WHAT TO DO
Reproduce the data below word for word, keeping each line and its order unchanged.

TASK DATA
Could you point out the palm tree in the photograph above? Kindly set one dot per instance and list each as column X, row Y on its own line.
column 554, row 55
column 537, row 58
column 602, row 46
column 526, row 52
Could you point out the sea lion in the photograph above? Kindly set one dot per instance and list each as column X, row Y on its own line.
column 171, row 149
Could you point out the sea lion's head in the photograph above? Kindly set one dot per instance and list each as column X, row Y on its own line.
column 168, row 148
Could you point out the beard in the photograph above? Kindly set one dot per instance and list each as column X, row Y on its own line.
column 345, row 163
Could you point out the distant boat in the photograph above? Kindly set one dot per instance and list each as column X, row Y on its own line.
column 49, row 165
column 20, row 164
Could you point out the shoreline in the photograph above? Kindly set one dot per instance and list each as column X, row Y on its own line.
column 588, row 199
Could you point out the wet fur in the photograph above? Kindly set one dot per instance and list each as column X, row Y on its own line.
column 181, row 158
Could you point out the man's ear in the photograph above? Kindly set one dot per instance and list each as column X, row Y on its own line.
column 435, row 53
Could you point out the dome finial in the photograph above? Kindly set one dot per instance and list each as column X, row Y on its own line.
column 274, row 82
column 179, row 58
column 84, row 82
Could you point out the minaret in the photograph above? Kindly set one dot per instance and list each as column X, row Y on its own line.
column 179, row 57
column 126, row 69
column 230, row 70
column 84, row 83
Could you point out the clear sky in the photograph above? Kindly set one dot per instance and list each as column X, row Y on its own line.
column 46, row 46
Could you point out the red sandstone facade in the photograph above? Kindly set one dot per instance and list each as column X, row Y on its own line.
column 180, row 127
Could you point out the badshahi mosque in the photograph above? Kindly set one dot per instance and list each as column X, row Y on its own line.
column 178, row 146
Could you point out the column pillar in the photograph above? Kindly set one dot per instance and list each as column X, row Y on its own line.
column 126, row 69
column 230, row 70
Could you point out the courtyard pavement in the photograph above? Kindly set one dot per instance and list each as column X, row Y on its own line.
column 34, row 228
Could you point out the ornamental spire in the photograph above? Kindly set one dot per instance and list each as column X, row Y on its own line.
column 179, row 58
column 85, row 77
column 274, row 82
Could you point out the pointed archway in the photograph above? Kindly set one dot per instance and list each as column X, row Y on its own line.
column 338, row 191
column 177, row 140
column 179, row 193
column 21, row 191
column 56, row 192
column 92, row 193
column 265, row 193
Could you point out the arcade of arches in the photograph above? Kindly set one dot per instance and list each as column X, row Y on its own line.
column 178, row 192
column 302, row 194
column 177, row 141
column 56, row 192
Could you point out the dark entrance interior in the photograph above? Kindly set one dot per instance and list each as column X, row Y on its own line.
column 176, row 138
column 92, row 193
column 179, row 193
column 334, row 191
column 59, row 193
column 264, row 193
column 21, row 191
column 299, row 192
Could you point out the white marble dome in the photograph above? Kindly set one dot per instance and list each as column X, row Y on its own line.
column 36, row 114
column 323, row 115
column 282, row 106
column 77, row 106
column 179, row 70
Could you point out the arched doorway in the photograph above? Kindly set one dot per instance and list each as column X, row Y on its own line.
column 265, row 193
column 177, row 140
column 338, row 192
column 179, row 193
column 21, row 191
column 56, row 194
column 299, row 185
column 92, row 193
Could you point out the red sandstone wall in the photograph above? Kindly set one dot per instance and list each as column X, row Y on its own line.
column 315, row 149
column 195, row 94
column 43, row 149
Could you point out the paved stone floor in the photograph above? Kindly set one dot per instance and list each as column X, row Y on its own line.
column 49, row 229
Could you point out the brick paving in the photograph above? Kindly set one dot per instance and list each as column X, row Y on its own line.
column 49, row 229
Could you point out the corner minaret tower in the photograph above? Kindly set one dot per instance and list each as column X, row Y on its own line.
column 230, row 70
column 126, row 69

CORRECT ANSWER
Could you point out the palm tree in the photograph above? Kindly set one dot per instance and list each as column X, row Y on its own line.
column 554, row 55
column 537, row 58
column 602, row 46
column 526, row 52
Could you point out the sea lion in the photograph above? Kindly set one dot per instance and list each as column X, row Y on its own line.
column 171, row 149
Could you point out the sea lion's head in the photograph above? Kindly set one dot per instance and list each as column X, row Y on its own line.
column 168, row 148
Could you point out the beard in the photograph above? Kindly set one dot per instance and list each as column X, row Y on its own line.
column 345, row 163
Could you point out the distant boat in the photograph above? Kindly set one dot per instance and list each as column X, row Y on its own line.
column 49, row 165
column 20, row 164
Could you point out the shoreline in the photograph above? Kindly set one dot per instance and list each as column X, row Y on its own line.
column 588, row 199
Could you point out the wet fur in the photograph above? Kindly set one dot per instance and list each as column X, row Y on its own line.
column 181, row 158
Could you point out the man's ear in the photograph above? Kindly set one dot per instance and list each as column X, row Y on its own line.
column 435, row 53
Could you point out the dome finial in the photograph above? Kindly set one dot per instance and list each as column X, row Y on its own line.
column 274, row 82
column 179, row 58
column 84, row 82
Could you point out the minaret in the photograph above? Kindly set one dot per instance and list each as column X, row Y on its own line.
column 179, row 57
column 126, row 69
column 230, row 70
column 84, row 83
Could you point out the clear sky in the photograph above? Kindly set one dot per instance and list each as column X, row Y on its own line.
column 46, row 46
Could you point out the red sandstone facade in the photograph above? Kindly set one dot per instance and list each as column X, row Y on its own line.
column 180, row 127
Could you point out the badshahi mosque in the photograph above? Kindly set one dot per instance and list each as column X, row Y on its own line.
column 178, row 146
Could you point out the column pillar in the photograph above? Kindly set one dot per instance and list each as column X, row Y on its own line.
column 126, row 69
column 230, row 70
Could you point out the courtyard pavement in the photograph above? Kindly set one dot per instance and list each as column X, row Y on its own line.
column 34, row 228
Could you point out the ornamental spire in the photograph above? Kindly set one dot per instance and list each as column X, row Y on its own line.
column 179, row 58
column 85, row 77
column 274, row 82
Could you point out the pointed archway in the photograph above? Kindly set one dot per instance and list each as column X, row Y on its own line.
column 338, row 191
column 177, row 140
column 179, row 193
column 21, row 191
column 56, row 192
column 92, row 193
column 265, row 193
Could you point out the arcade of arches in the photograph above? Kindly set one dot per instance and list each as column X, row Y on its own line.
column 178, row 192
column 302, row 194
column 177, row 141
column 56, row 192
Could you point out the dark entrance interior in the photograph above? Kindly set one dot per instance and list each as column X, row Y on its own line.
column 176, row 138
column 92, row 193
column 179, row 193
column 334, row 191
column 59, row 193
column 264, row 193
column 21, row 191
column 299, row 192
Could you point out the white marble dome in the photograph above? Kindly set one dot per instance and list each as column X, row Y on its own line.
column 36, row 114
column 323, row 115
column 282, row 106
column 77, row 106
column 179, row 70
Could you point out the arched doorway in the photograph above? Kindly set one dot per instance and list each as column X, row Y on its own line.
column 265, row 193
column 177, row 140
column 338, row 192
column 179, row 193
column 21, row 191
column 56, row 194
column 299, row 185
column 92, row 193
Could you point out the red sandstone wall in the photograph above? Kindly set one dot per instance and list each as column X, row Y on its own line.
column 315, row 149
column 195, row 94
column 43, row 149
Could you point out the paved stone floor in the photograph above? Kindly set one dot per instance and list each as column X, row Y on its own line.
column 49, row 229
Could you point out the brick paving in the photograph above? Kindly set one dot per instance and list each as column X, row Y on its own line.
column 49, row 229
Could you point out the corner minaret tower in the photograph above? Kindly set one dot per instance and list each as column X, row Y on its own line.
column 230, row 70
column 126, row 69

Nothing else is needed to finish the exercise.